--- Task input ---

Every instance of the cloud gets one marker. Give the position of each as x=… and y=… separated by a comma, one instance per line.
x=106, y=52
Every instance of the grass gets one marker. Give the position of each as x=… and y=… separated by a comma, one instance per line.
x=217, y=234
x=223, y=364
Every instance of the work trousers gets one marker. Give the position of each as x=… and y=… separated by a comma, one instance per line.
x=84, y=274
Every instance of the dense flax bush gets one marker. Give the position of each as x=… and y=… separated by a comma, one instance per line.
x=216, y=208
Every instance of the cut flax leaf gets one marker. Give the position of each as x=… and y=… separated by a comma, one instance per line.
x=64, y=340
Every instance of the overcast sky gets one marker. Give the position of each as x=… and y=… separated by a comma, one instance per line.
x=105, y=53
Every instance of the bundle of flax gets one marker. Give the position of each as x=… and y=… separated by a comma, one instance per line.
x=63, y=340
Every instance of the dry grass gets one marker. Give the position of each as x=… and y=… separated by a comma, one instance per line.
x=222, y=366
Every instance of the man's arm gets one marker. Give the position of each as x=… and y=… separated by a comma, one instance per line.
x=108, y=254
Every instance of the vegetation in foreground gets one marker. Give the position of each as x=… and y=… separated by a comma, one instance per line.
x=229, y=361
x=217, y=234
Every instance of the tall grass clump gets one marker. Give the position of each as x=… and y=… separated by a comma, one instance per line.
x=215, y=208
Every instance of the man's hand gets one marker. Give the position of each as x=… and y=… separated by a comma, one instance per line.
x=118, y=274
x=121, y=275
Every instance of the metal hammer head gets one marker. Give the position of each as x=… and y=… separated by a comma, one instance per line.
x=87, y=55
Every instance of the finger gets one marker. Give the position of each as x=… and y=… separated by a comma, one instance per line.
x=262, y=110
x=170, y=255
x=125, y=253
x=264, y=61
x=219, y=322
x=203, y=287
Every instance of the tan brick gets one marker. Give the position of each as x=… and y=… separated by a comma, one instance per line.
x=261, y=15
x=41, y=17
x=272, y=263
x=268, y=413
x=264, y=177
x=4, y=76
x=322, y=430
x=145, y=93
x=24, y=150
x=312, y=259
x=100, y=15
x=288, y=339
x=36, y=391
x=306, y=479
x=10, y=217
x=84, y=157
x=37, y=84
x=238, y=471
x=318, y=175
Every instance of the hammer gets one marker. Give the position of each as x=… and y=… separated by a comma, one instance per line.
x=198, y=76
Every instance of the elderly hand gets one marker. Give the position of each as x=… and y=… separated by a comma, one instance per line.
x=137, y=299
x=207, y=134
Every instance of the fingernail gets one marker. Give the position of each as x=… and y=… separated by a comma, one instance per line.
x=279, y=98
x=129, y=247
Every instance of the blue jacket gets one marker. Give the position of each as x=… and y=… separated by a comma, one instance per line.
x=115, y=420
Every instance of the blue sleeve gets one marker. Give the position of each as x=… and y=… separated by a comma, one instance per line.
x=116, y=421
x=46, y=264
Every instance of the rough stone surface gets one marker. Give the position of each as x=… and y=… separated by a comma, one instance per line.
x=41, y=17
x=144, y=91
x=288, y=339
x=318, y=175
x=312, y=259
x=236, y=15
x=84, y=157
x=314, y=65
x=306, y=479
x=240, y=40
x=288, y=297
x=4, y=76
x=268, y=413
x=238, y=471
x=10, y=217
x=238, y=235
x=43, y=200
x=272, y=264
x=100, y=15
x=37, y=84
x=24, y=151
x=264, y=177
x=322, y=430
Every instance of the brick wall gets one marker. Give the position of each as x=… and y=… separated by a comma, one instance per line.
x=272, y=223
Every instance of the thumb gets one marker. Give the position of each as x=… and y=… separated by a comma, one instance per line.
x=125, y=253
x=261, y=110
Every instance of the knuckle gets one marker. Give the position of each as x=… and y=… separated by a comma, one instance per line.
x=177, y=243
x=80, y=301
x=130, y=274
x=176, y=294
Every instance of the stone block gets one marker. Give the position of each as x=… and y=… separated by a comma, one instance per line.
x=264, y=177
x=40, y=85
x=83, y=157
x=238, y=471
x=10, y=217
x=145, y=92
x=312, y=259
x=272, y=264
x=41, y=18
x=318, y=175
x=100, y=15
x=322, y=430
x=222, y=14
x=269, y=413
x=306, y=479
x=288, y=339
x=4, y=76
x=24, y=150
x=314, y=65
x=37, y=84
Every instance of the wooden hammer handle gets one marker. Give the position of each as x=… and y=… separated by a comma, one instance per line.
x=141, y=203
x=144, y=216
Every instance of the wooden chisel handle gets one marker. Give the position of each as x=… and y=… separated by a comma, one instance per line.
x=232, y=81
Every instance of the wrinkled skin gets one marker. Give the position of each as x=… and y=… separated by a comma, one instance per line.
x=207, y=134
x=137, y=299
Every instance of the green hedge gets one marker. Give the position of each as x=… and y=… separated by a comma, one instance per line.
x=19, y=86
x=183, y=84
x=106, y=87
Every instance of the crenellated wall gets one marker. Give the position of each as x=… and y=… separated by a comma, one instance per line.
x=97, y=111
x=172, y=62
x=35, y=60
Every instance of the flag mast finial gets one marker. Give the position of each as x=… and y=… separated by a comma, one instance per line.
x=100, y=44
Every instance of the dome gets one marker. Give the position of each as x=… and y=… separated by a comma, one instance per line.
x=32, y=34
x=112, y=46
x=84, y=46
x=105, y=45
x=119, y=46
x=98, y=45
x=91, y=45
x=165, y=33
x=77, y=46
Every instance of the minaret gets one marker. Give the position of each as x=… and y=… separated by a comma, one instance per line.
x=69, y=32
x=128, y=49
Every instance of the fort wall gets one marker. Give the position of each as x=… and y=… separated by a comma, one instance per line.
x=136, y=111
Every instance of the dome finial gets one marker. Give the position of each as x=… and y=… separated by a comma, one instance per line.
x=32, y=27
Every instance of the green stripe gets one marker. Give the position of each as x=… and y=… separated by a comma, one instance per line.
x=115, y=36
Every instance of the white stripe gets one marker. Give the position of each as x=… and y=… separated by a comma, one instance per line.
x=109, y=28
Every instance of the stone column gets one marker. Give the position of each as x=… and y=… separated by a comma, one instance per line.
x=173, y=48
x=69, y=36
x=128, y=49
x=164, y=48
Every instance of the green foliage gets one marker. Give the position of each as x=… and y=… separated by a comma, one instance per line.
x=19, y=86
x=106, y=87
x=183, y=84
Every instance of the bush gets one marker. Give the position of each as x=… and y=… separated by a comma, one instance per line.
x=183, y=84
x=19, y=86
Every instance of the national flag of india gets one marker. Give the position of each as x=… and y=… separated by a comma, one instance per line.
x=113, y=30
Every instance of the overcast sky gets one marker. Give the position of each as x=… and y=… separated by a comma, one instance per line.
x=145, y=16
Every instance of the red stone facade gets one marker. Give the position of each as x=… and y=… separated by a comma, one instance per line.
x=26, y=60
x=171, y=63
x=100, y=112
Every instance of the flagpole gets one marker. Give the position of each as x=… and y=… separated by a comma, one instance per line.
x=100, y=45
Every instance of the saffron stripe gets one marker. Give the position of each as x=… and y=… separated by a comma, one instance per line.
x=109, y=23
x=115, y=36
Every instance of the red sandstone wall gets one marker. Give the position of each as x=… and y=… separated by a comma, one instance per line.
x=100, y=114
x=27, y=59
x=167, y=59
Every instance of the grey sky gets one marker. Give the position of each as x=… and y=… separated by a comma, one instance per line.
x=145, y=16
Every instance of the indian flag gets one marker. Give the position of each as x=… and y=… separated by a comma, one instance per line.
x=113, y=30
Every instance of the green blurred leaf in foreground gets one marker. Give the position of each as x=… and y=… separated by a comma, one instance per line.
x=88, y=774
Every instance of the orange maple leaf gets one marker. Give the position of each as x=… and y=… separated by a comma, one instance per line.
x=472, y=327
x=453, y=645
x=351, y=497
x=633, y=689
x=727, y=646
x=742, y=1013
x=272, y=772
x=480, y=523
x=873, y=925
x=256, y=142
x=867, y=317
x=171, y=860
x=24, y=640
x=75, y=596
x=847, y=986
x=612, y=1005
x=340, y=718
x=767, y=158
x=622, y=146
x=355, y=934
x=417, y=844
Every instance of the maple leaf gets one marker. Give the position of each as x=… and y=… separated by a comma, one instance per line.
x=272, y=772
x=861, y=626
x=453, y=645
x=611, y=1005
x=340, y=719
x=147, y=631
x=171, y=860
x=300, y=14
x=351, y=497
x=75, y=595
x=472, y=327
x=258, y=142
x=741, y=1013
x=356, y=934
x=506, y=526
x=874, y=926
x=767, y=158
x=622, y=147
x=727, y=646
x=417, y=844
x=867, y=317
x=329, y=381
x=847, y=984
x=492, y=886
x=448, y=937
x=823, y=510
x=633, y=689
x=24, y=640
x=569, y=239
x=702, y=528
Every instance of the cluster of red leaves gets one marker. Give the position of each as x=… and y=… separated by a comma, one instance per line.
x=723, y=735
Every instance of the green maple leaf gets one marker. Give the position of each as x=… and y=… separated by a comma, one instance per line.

---

Look above for the line containing "Every instance of the saffron"; reproduce it and every line after it through the end of the material, exactly, and nothing else.

Every instance of the saffron stripe gets one marker. Give the position of each as x=… and y=… separated by a comma, one instance per line.
x=109, y=23
x=115, y=36
Every instance of the red sandstone wall gets one marker. Give the position of each as x=… and y=… separated by a comma, one instance per line.
x=100, y=114
x=27, y=59
x=167, y=59
Every instance of the grey sky gets one marker. Give the position of each as x=… and y=… separated by a comma, one instance per line.
x=145, y=16
Every instance of the indian flag gets one marker. Give the position of each as x=… and y=… separated by a comma, one instance per line.
x=113, y=30
Every instance of the green blurred leaf in foreground gets one marker. Give the position of each as x=… and y=… separated by a comma, one instance per line.
x=88, y=774
Every instance of the orange maple leaf gets one marker. Give the position of each as x=… and y=… separated by a comma, one instance per line.
x=472, y=327
x=453, y=645
x=351, y=497
x=633, y=689
x=727, y=646
x=742, y=1013
x=272, y=772
x=480, y=523
x=873, y=925
x=256, y=142
x=867, y=317
x=171, y=860
x=24, y=640
x=75, y=596
x=847, y=986
x=612, y=1005
x=340, y=718
x=767, y=158
x=622, y=146
x=355, y=934
x=417, y=844
Every instance of the maple leaf gets one marker. Give the position of each as x=… and y=… separated by a comma, one instance per line.
x=272, y=772
x=861, y=626
x=453, y=645
x=611, y=1005
x=340, y=719
x=147, y=631
x=171, y=860
x=300, y=14
x=351, y=497
x=75, y=595
x=472, y=327
x=258, y=142
x=741, y=1013
x=356, y=934
x=506, y=526
x=874, y=926
x=767, y=158
x=622, y=147
x=727, y=646
x=417, y=844
x=867, y=317
x=329, y=381
x=847, y=984
x=492, y=886
x=448, y=937
x=823, y=510
x=633, y=689
x=24, y=640
x=569, y=239
x=702, y=528
Every instance of the cluster of red leaves gets one marker. Give the position of each as x=… and y=… separated by a comma, one instance per line.
x=723, y=735
Every instance of the green maple leaf gets one marker. Give the position of each as x=… and y=… separated by a comma, one instance per line.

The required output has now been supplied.